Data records
* * * * * * * * *
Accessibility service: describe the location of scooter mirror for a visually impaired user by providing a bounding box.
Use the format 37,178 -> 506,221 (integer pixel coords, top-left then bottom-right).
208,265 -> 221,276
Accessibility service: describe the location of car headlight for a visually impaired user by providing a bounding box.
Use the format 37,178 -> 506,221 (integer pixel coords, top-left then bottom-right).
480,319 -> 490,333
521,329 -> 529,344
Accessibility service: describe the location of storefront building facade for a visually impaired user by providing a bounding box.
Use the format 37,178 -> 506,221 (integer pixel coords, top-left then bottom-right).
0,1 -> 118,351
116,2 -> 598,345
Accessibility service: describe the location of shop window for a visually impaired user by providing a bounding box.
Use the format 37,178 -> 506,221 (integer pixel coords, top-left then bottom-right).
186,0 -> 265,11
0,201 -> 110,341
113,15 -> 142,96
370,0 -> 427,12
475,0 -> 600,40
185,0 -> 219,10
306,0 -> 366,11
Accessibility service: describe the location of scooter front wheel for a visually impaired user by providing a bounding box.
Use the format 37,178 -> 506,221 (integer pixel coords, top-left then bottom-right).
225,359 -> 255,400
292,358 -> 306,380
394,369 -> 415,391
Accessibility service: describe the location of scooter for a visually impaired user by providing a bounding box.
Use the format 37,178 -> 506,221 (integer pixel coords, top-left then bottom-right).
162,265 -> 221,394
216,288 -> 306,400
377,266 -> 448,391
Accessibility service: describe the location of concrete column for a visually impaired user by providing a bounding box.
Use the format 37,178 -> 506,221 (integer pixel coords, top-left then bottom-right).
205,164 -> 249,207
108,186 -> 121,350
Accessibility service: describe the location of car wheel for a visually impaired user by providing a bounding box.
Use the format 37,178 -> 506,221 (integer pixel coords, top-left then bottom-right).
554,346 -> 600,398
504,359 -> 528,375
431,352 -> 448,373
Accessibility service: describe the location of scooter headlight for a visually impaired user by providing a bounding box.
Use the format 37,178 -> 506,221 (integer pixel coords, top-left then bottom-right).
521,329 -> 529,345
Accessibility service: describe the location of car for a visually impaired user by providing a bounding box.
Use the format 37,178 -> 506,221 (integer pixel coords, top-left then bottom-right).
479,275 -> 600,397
* * * * * * * * *
* [What this task involves] Write out the entries above again, swapping each "integer pixel coords" for "whole-number pixel coordinates" and leaving everything else unchanged.

* [Result for this exercise]
Accessibility service: describe the location of scooter mirror for a visually impaired user by providing a bounding box.
Use the format 37,178 -> 506,221 (whole-number pixel coordinates, top-left then bottom-right).
208,265 -> 221,276
Accessibility service: describe the location of car headlight for a visually impaired user by providing a bounding box.
Use the format 37,178 -> 506,221 (whole-number pixel coordinates, top-left then bottom-right).
480,319 -> 490,333
521,329 -> 529,344
Accessibility service: describe the location of storefront building facade for a visually impaired user by providing a bounding box.
Use the format 37,178 -> 506,221 (whole-number pixel coordinates, top-left then bottom-right).
0,1 -> 118,351
116,2 -> 598,345
Accessibility service: describe the location of shop window for a visually impaired user by providing a bounding box.
Use the format 37,178 -> 506,221 (whole-number pixel coordinates, top-left then bottom-right).
186,0 -> 265,11
0,201 -> 110,341
113,15 -> 142,96
370,0 -> 427,12
475,0 -> 600,40
185,0 -> 219,10
306,0 -> 366,11
Accessibility service: describe the location of scooter front wheel for a visually impaired user by providing a bounding box.
Use the format 37,178 -> 506,221 (whole-number pixel coordinates, top-left then bottom-right).
225,359 -> 255,400
292,358 -> 306,380
394,369 -> 415,391
Accessibility service: describe the location of scooter for a visually impaired user by providing a bounding box.
Use the format 37,178 -> 506,221 (whole-number pixel coordinates, top-left then bottom-right).
162,265 -> 221,394
216,288 -> 306,400
377,266 -> 448,391
Accessibility service: describe the location of concrete column for a visually impaired user by providing a bounding box.
Use the format 37,178 -> 506,221 (whole-number pixel coordinates, top-left then bottom-right).
205,164 -> 249,207
108,186 -> 121,350
Accessibility service: describe the location of car wheel for a visually impaired user by providing a bounding box.
Use the format 37,178 -> 506,221 (whole-number pixel coordinates, top-left then bottom-right).
554,346 -> 600,398
504,359 -> 528,375
431,352 -> 448,373
Accessibility service: describe the location of scooter headlight for a visually impaired user by providing a bounding box.
Use the format 37,178 -> 506,221 (whole-number pixel coordinates, top-left then bottom-right).
521,329 -> 529,345
Accessibility service: describe the location of car for a visually impaired user by providing a bounding box.
Use the format 37,178 -> 506,221 (whole-number pixel coordinates, top-left then bottom-right).
479,275 -> 600,397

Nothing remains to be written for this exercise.